> _Goal_
Continue the passage on Brexit and Russia's aggression against Ukraine, picking up after its final sentence.

> _Supplied passage_
==================================================
And for we who have been part of the general European movement in Britain — who opposed Brexit, who see the catastrophe that Brexit was always going to be unfolding before us, and who argue that we must remain close to the EU and one day return — it is a reminder that Europe is far more than the 27 Member States of the European Union.

At the same time, we need to understand the ties between Putin’s aggression against Ukraine and the history of Brexit. We need to remember the close ties between the British Right and Putin’s Russia (and how far the pro-Brexit Left was driven by a sort of post-Soviet nostalgia — the latter-day “tankies” who make excuses for Putin now just as they did for the Soviet Union that invaded Hungary in 1956 and Czechoslovakia in 1968).

And we need to recollect how the campaign to leave the EU was funded, and how many of those involved in that campaign have taken to social media in recent days to defend Russia’s aggression against Ukraine; and to understand — it’s a matter of public record — how far the Conservative Party that delivered Brexit is awash with Russian money.
==================================================
> _Data segment_
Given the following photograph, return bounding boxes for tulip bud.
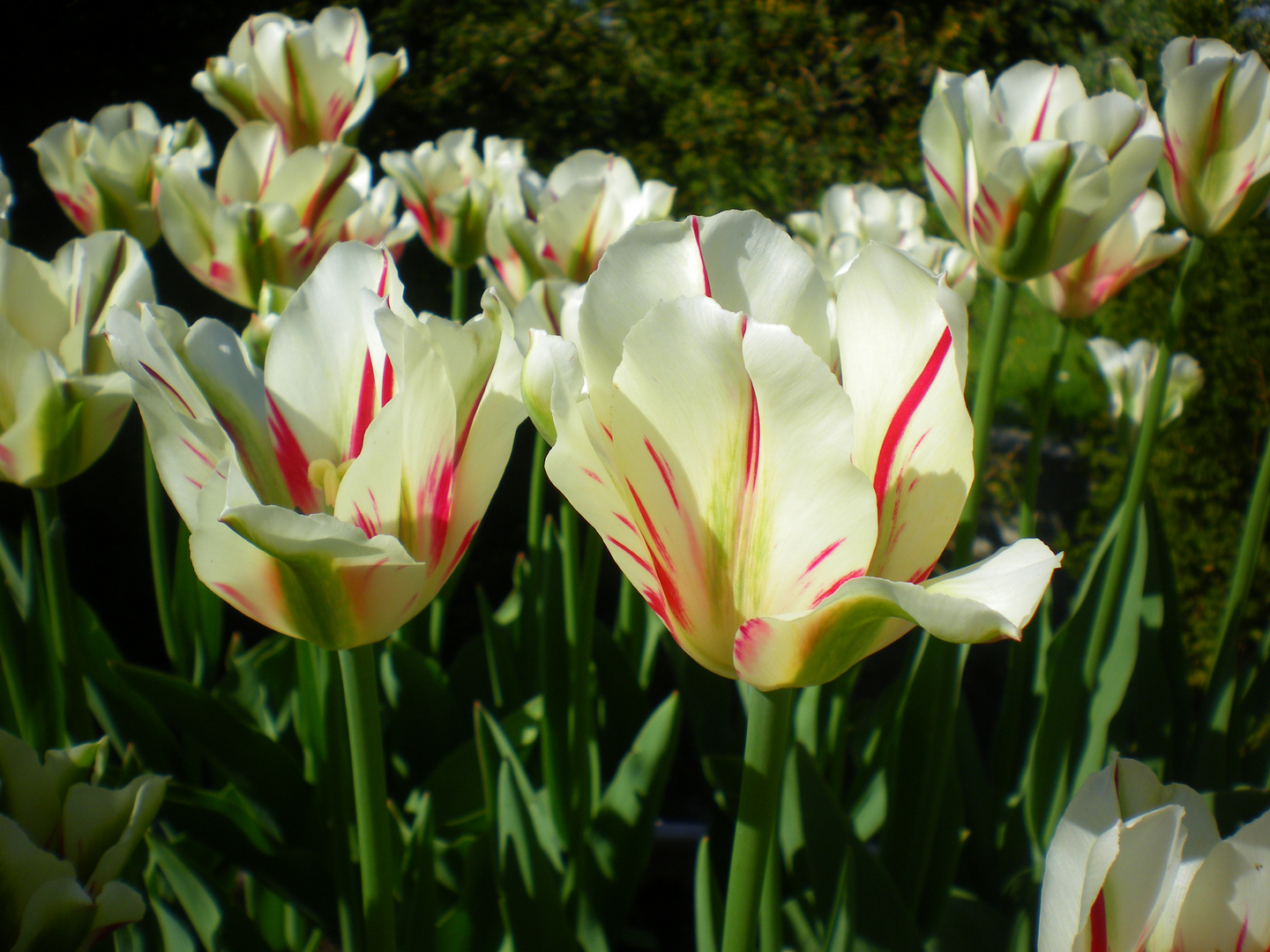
==================================================
> _Written response_
Brexit and the attack on Ukraine have the same roots — ideological, financial and practical. Brexit was part of Putin’s strategy to destabilise the West, to undermine its ability to resist Putin’s imperial ambitions. And, with Boris Johnson unveiling a sanctions policy that essentially signals to Russian money that London remains open for business, who is to argue that he has not succeeded?

Europeans in Wales and beyond must join the dots. Brexit and the attack on Ukraine are inextricably linked (and Westminster politicians who talk about “making Brexit work” should reflect on the ideological nature of the project they — no doubt inadvertently — are appeasing).

The attack on Ukraine is an attack on every European. The European Union remains the most successful peace project in modern history: the values of the EU, set out in the Lisbon Treaty, of democracy, internationalism and freedom of expression; those are the values that aggression against Ukraine violates. Ukraine’s fight is our fight too.